Top of Source data
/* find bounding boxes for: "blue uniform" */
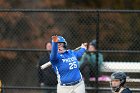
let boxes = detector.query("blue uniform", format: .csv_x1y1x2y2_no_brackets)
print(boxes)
121,88,132,93
50,42,86,85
Bottom of Source data
■ **Your objective**: Retype all the records exactly and keep out every picture.

■ **Result of this exercise**:
/* find bounding boxes for: "blue uniform" */
let boxes = detector.query("blue uniform", format: .csv_x1y1x2y2_no_brackets)
print(boxes)
121,88,132,93
50,42,86,85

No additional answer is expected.